# Prompt
According to the post on LTE over 3.5 GHz CBRS, where was the recent CBRS Alliance event hosted?

# Selected extract
+++
Aug 16, 2017
Qualcomm products mentioned within this post are offered by Qualcomm Technologies, Inc. and/or its subsidiaries.
A significant portion of my job involves working with industry organizations, such as Small Cell Forum, so I speak regularly with a broad set of companies in the telecommunications space who are not only developing innovative products, but also looking to define the technologies and business models that will bring about the 5G era, for the benefit of everyone. Based on this, there seems to be agreement that 5G will not be a switch that one day gets flipped on; rather, it will be ushered in via deployment of critical enabling technologies that create new opportunities and enhance user experiences. One such technology is LTE over 3.5 GHz CBRS.
The FCC has made allocation for 3.5 GHz CBRS spectrum, and product innovation is well underway. LTE-based solutions in the CBRS band, utilizing shared spectrum, can enable both in-building and outdoor coverage and capacity expansion at massive scale. It should come as no surprise that Qualcomm Technologies is leading the way both from an industry perspective (e.g., active in CBRS Alliance and on Capitol Hill) and with comprehensive chipset solutions.
A major milestone toward 3.5 GHz commercialization was reached at the recent CBRS Alliance event hosted at Qualcomm headquarters in San Diego. To the best of my knowledge, this event marks the first ever end-to-end live product demonstrations of Band 48. Not least among them was a Qualcomm Technologies supported end-to-end demo in coordination with Airspan. The demo was comprised of an Airspan AirVelocity indoor LTE small cell, powered by the Qualcomm FSM platform, communicating with a Qualcomm Snapdragon LTE modem over Band 48.
+++
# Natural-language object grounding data
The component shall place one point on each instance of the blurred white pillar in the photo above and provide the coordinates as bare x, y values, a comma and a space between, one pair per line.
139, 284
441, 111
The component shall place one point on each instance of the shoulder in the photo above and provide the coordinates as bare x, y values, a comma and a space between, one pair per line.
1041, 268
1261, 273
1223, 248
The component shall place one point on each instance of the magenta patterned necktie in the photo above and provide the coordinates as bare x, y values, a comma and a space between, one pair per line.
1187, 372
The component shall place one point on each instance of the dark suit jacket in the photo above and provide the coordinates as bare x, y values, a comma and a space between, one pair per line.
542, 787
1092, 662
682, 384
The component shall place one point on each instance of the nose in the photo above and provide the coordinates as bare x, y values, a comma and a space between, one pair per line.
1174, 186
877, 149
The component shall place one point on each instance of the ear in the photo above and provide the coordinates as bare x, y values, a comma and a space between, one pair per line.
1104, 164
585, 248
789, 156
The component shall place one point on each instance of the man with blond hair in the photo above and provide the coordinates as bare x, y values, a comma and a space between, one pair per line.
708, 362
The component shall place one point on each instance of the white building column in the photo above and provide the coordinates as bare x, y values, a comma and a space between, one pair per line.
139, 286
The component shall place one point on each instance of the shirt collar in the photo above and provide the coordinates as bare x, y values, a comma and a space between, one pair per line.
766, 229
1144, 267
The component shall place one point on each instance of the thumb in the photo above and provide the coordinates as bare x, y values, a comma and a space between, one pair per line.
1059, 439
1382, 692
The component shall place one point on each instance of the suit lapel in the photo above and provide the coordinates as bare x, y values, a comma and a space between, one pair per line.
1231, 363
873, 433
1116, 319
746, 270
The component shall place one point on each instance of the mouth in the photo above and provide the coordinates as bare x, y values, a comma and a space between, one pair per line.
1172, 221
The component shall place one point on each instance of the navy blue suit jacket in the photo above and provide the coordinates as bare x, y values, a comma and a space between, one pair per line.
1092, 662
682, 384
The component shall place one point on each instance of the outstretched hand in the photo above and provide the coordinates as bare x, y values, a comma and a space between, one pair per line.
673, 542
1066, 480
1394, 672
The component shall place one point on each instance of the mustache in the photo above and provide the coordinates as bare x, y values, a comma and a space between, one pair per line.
+++
# Written answer
At Qualcomm headquarters in San Diego.